| Excerpted text |
------------

Urine: It’s Not Just For Breakfast Anymore
April 23, 2011 in Medicine
Popular Science decided to take a look at the ever “popular” topic of auto hydration reclamation accompanied by a
disturbing not-going-to-be-seen-in-any-children’s-book-on-animals-anytime-soon picture of a Giraffe displaying the activity in question.
Obviously, there are no known health benefits to consuming one’s own golden excretions despite the very many claims otherwise. Not only is there no hard scientific data for any health benefits but urotherapy doesn’t make sense physiologically. The main roles of the kidneys include the regulation of total body water, electrolyte balance, and pH balance. The kidneys also metabolize a multitude of difference substances and get rid of the resulting metabolites by secreting them into the urine. In short, the kidneys get rid of what our bodies don’t need or could be harmful. How could consuming what our bodies have disposed of be considered to be beneficial? Somehow, and without any legitimate scientific investigation, new age health
gurus quacks believe that they have stumbled upon something that Mother Nature overlooked after hundreds of millions of years of evolutionary fine tuning. Not likely.

------------

| Task list |
a – In one to three sentences, explain why the urine article says urotherapy doesn't make sense physiologically.
b – Return the passage of the urine article from "Urine: It’s Not" to "activity in question.", copied word for word.
The listing has no connection to the urine article.

------------

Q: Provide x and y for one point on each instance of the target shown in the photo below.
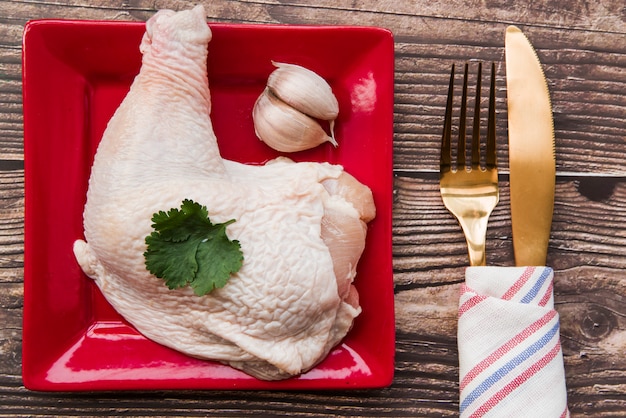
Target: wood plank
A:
(582, 47)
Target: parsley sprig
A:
(186, 248)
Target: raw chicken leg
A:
(301, 226)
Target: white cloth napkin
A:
(510, 358)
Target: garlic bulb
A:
(303, 90)
(285, 114)
(284, 128)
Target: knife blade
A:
(532, 161)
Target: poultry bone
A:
(301, 226)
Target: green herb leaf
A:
(186, 248)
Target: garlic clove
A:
(304, 90)
(284, 128)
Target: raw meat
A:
(301, 226)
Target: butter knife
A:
(531, 150)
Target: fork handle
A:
(475, 230)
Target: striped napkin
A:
(510, 358)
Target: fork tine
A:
(491, 122)
(445, 156)
(460, 156)
(476, 127)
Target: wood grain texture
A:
(582, 45)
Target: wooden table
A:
(582, 46)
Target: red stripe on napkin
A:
(505, 348)
(515, 383)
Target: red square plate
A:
(75, 74)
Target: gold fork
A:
(470, 193)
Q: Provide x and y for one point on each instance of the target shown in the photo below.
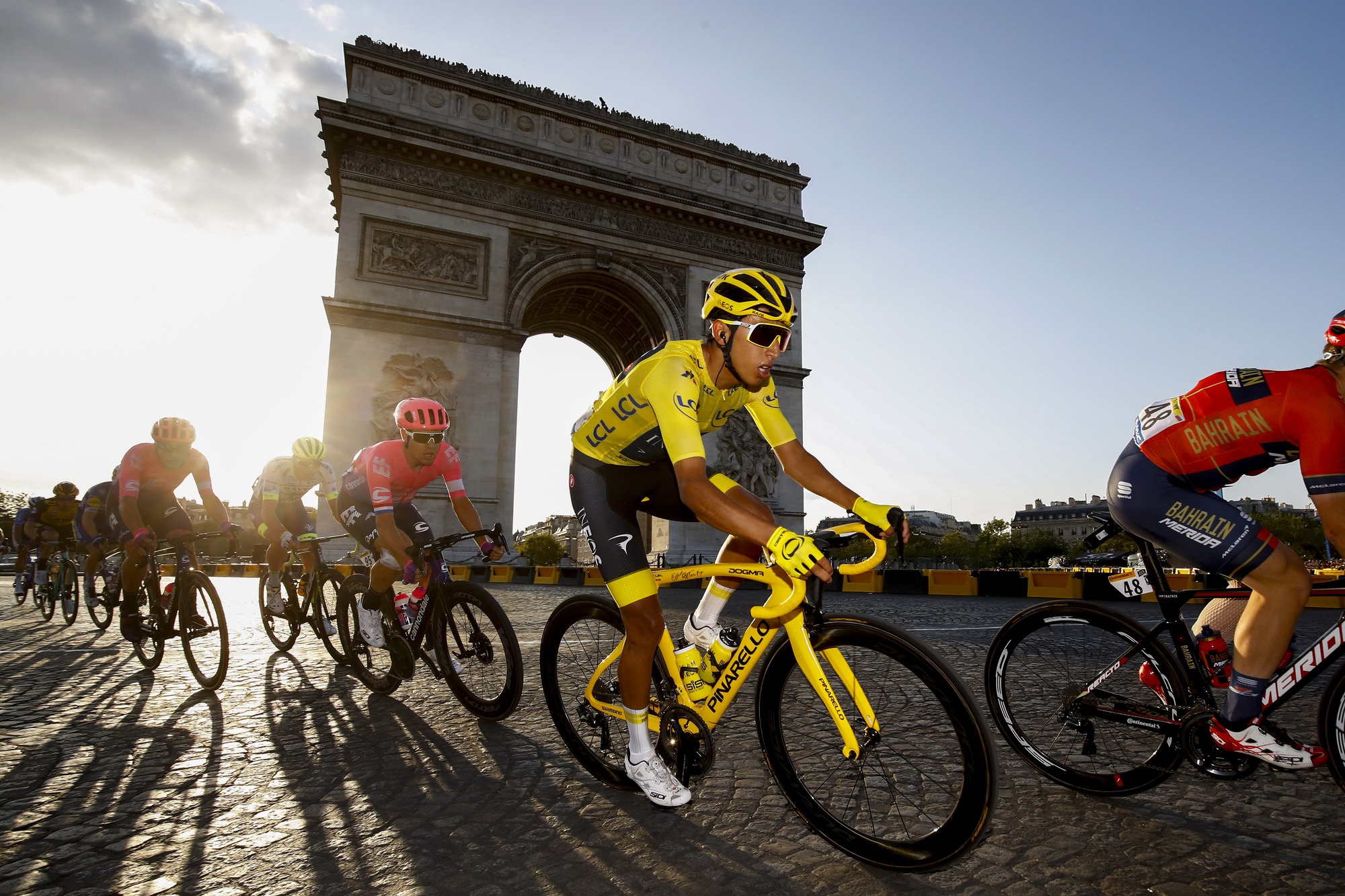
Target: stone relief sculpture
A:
(426, 259)
(746, 458)
(407, 377)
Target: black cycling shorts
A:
(606, 499)
(1199, 526)
(361, 522)
(293, 516)
(159, 512)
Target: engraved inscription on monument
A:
(396, 252)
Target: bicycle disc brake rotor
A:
(685, 744)
(1202, 751)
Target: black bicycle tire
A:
(970, 818)
(1331, 725)
(318, 608)
(270, 620)
(69, 585)
(158, 624)
(348, 623)
(1156, 770)
(188, 584)
(506, 702)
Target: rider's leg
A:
(1280, 587)
(735, 551)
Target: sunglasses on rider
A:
(765, 334)
(426, 438)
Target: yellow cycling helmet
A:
(309, 448)
(751, 291)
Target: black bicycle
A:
(470, 635)
(1063, 686)
(107, 589)
(310, 599)
(190, 602)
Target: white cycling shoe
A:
(371, 624)
(700, 635)
(658, 783)
(275, 603)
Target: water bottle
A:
(1214, 653)
(689, 667)
(401, 603)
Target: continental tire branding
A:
(758, 635)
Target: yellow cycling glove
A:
(797, 553)
(874, 514)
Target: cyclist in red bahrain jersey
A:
(147, 510)
(1233, 424)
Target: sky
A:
(1040, 218)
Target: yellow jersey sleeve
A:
(765, 408)
(675, 393)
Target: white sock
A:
(638, 727)
(712, 604)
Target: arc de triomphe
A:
(475, 212)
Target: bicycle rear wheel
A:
(473, 631)
(580, 634)
(923, 787)
(323, 591)
(205, 634)
(154, 623)
(1038, 666)
(107, 588)
(372, 665)
(280, 630)
(67, 587)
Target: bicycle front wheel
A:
(478, 650)
(1038, 666)
(923, 787)
(205, 634)
(323, 589)
(282, 630)
(67, 587)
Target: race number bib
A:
(1132, 584)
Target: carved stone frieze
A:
(598, 217)
(412, 376)
(746, 458)
(427, 259)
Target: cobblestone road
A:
(294, 779)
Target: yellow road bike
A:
(875, 740)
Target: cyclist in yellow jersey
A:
(641, 450)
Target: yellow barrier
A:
(1054, 583)
(868, 583)
(952, 581)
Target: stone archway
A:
(475, 212)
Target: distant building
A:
(1066, 518)
(567, 530)
(1272, 506)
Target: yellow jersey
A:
(662, 405)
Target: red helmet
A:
(174, 430)
(420, 415)
(1336, 331)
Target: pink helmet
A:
(420, 415)
(174, 430)
(1336, 331)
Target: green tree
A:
(541, 549)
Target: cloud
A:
(212, 115)
(328, 14)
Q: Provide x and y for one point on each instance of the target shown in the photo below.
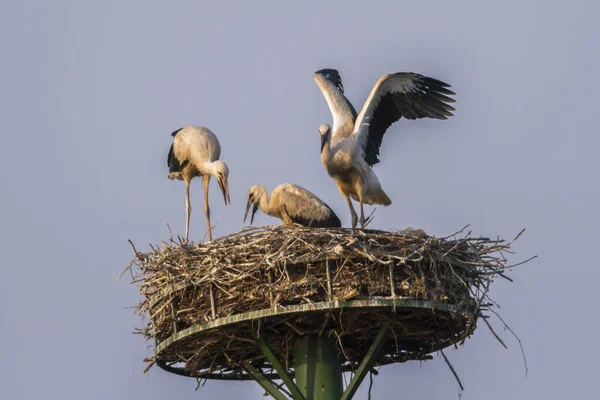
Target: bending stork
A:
(351, 148)
(195, 152)
(293, 205)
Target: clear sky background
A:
(90, 92)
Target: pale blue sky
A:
(90, 93)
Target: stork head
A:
(329, 75)
(325, 131)
(221, 173)
(254, 195)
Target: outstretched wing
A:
(304, 208)
(394, 96)
(342, 111)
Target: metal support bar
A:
(318, 369)
(329, 284)
(367, 363)
(297, 395)
(263, 381)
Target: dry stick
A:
(212, 301)
(453, 371)
(516, 337)
(329, 285)
(494, 333)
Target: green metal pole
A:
(317, 368)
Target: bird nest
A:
(206, 303)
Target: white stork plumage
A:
(195, 152)
(351, 148)
(293, 205)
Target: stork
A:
(293, 205)
(195, 152)
(351, 148)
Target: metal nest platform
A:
(241, 306)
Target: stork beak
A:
(225, 189)
(254, 210)
(248, 204)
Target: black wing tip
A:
(176, 132)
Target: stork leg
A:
(352, 212)
(206, 180)
(188, 209)
(362, 214)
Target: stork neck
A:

------------

| Numbered answers |
a – The kidneys regulate body water, electrolyte balance and pH, and they secrete the metabolites of many substances into the urine. This means they get rid of what the body doesn't need or what could be harmful, so drinking back what the body has disposed of can't reasonably be considered beneficial.

b –
Urine: It’s Not Just For Breakfast Anymore
April 23, 2011 in Medicine
Popular Science decided to take a look at the ever “popular” topic of auto hydration reclamation accompanied by a
disturbing not-going-to-be-seen-in-any-children’s-book-on-animals-anytime-soon picture of a Giraffe displaying the activity in question.